Reproduce the listing below word for word, keeping every line as it appears.
-- Start of EXERCISE MATERIALS --
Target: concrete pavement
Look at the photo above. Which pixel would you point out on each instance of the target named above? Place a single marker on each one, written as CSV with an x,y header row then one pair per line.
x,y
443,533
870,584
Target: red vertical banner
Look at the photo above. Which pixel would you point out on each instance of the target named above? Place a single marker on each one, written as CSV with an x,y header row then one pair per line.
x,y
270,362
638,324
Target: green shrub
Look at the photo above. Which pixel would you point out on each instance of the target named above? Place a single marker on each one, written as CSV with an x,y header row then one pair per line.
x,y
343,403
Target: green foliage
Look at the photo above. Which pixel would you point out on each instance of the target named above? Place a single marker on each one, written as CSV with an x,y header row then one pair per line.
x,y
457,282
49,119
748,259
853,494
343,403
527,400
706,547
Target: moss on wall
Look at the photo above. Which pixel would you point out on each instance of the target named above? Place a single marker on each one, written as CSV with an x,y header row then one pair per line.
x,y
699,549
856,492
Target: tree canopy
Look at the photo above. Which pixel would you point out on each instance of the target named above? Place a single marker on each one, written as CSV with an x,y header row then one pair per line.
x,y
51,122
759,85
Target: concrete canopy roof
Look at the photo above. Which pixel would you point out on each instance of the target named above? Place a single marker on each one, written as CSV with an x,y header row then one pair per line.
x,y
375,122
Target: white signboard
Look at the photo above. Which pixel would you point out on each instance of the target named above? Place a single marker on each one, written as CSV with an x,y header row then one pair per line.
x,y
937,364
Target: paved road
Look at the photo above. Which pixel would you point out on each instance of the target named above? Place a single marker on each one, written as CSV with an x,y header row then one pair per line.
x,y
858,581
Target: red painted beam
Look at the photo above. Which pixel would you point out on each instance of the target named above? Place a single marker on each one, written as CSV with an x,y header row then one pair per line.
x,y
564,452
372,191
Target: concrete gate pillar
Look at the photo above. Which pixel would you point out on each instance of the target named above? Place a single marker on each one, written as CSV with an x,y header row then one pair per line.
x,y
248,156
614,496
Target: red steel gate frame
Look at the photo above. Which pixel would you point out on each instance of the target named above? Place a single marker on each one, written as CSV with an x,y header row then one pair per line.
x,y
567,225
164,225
-- End of EXERCISE MATERIALS --
→ **COMPLETED TASK**:
Target: concrete pavement
Look at the photo above. Which pixel would you point out on each instance of the target named above? Place a single marker on each one, written as CSV with an x,y header row then one pair per line.
x,y
443,533
870,584
Target: red vertical banner
Look at the photo above. Which pixel would you point out on each instance of the target named above? Place a single marker on each one, written as CSV with an x,y header row then one pair per line.
x,y
270,362
638,324
Target: green shrub
Look at the photo above. Which pixel would you point out on each instance of the target named above? Place a single marker on each one, written as CSV with an x,y header row then one pair per line.
x,y
343,403
Target: green foliage
Look at the photo above. Which pixel would you point out on each instance of the target named above? Place a single marker on each one, written as CSV with an x,y header row then one pair per line.
x,y
457,282
49,119
748,259
853,494
343,403
527,400
706,547
Target: moss on wall
Look at the photo above. Which pixel would you point out on each instance of the target named above? Place a single marker on each one, written as CSV with an x,y header row then one pair per line.
x,y
699,549
856,492
Target: tree canopy
Look at the photo above. Which pixel would you point out on each instance of the target named above? Place a single marker on each one, written as CSV with an x,y header row then one pair per line.
x,y
51,122
759,85
Target: concrete canopy roof
Look at the photo above. Which pixel would you point out on each instance of the target named above? Place a single marker on each one, written as CSV with an x,y header row then one pair per line.
x,y
375,122
Target: white signboard
Look at the photo above. Which pixel would you point out on each instance of the target named above? Place a single marker on each one, written as CSV with an x,y header row then one pair per line.
x,y
937,364
Target: paved road
Look at the photo above. Which pixel would you point out on each instance of the target named above? Place a single marker on each one, written as CSV with an x,y header row then one pair per line.
x,y
858,581
Target: red painted beam
Look at the photo above. Which pixel would you point out on each instance of the target named above? Place a single marker on each one, written as CSV with an x,y header row then one pair per line.
x,y
564,452
372,191
Target: concrete gate pillar
Look at the photo above. Which pixel would you point out on each instance of the target named above? Place a single marker on each one, written as CSV with an x,y header row then one pair per line.
x,y
248,156
614,496
Target: red steel gate frame
Look at the photo above. Which pixel would you point out on each instance of the target named above? Place a single marker on each one, written as CSV with an x,y header row then one pair per line.
x,y
567,225
164,225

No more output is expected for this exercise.